[练习内容]
1) 根据节选内容回答下面几个小问题:
(a) 有学者认为洗钱罪的处罚发生了哪两方面的变化?
(b) 有学者认为“英雄烈士”的外延仅限于什么?
(c) 节选中提到哪三部法律相继颁布实施?
2) 把节选中从含有“二、个人信息犯罪治理的持续关注”的那句话开始、到“息自决权及相关社会交往利益。”为止的部分一字不差地抄写下来。
3) 节选里用“在……领域”的说法,提到了学界讨论新增罪名时涉及的哪些犯罪领域?请全部列出。

===== 文本节选

在微观层面,学界针对《刑法修正案(十一)》新增罪名的立法意义与司法适用进行探讨。在金融犯罪领域,有学者认为洗钱罪的处罚范围扩大且惩罚力度加强,对于防止金融领域的“失范”、维护国家安全和经济安全具有重要意义。在生物安全犯罪领域,有学者指出以总体国家安全观为基础的理性积极预防立法兼具预防性与回应性,既能类型化地预防潜在的生物安全风险,又填补了既往生物安全犯罪的立法漏洞。在侵犯知识产权犯罪领域,有学者提出相关罪名的适用应注重与修改后的着作权法、商标法等前置法相衔接。在妨害社会管理秩序犯罪领域,有学者认为将高空抛物、暴力抢夺方向盘、非法讨债等行政违法行为升格为犯罪,有助于维护公共秩序以及公民的生命安全和身体健康;另有学者认为这些行为设立为轻罪,在取得积极社会治理功效的同时,可能引发不容忽视的负面后果泛化问题,建议建立与微罪惩处相配套的前科消灭制度。还有学者就侵害英雄烈士名誉、荣誉罪的保护对象提出,“英雄烈士”的内涵应是为国家、民族和社会的发展英勇牺牲的仁人志士,外延仅限于“故去的烈士”,不包括“活着的英雄”。
二、个人信息犯罪治理的持续关注
民法典、数据安全法、个人信息保护法相继颁布实施,对于个人信息犯罪的治理产生重大影响,受到学界的普遍关注。立足于宏观视角,不少学者结合教义学理论对侵犯公民个人信息罪的保护法益进行全新解读,研究日益深入。有学者提出侵犯公民个人信息罪的法益观应从私法角度转向公法角度,不是私法上的个人信息自决权,而是公法上的个人信息保护权;也有学者提出本罪的保护法益需要立足于个人的匿名性存在来解读,其内容具有一体两面性,包括个体权利和社会权利;另有学者认为本罪的保护法益应当完整概括为公民个人信息自决权及相关社会交往利益。

==========
===== 条目

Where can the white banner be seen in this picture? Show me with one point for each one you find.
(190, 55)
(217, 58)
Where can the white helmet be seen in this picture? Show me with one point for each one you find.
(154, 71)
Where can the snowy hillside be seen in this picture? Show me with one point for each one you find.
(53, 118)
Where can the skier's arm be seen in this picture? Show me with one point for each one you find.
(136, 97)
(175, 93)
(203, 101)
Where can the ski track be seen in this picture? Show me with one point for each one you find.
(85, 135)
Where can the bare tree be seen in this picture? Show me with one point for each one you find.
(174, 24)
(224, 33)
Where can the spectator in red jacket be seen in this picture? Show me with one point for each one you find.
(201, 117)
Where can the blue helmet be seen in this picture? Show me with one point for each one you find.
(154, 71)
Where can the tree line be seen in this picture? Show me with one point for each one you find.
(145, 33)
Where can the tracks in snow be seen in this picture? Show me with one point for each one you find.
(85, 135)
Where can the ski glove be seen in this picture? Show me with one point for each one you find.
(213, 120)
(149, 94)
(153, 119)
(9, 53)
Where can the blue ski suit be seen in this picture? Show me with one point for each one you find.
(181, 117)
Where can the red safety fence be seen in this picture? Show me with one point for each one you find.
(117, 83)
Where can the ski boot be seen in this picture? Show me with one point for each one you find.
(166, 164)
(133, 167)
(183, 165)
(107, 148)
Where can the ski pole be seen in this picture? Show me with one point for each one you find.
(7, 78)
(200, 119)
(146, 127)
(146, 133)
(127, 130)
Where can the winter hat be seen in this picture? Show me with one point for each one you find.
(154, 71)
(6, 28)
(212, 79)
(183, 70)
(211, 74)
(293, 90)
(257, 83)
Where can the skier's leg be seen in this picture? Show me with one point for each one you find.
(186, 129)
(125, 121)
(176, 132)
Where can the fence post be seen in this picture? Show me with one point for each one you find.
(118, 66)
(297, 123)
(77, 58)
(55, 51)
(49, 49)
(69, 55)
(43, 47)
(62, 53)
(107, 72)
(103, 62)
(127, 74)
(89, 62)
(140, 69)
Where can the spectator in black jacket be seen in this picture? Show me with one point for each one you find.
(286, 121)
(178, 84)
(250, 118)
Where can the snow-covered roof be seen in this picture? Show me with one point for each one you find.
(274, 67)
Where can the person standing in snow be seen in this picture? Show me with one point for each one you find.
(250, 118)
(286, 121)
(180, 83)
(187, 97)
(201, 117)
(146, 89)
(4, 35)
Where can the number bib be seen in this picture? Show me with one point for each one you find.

==========

[答案一览]
1)
(a) 处罚范围扩大,惩罚力度加强。
(b) 仅限于“故去的烈士”,不包括“活着的英雄”。
(c) 民法典、数据安全法、个人信息保护法。

2)
二、个人信息犯罪治理的持续关注
民法典、数据安全法、个人信息保护法相继颁布实施,对于个人信息犯罪的治理产生重大影响,受到学界的普遍关注。立足于宏观视角,不少学者结合教义学理论对侵犯公民个人信息罪的保护法益进行全新解读,研究日益深入。有学者提出侵犯公民个人信息罪的法益观应从私法角度转向公法角度,不是私法上的个人信息自决权,而是公法上的个人信息保护权;也有学者提出本罪的保护法益需要立足于个人的匿名性存在来解读,其内容具有一体两面性,包括个体权利和社会权利;另有学者认为本罪的保护法益应当完整概括为公民个人信息自决权及相关社会交往利益。

3)
金融犯罪领域
生物安全犯罪领域
侵犯知识产权犯罪领域
妨害社会管理秩序犯罪领域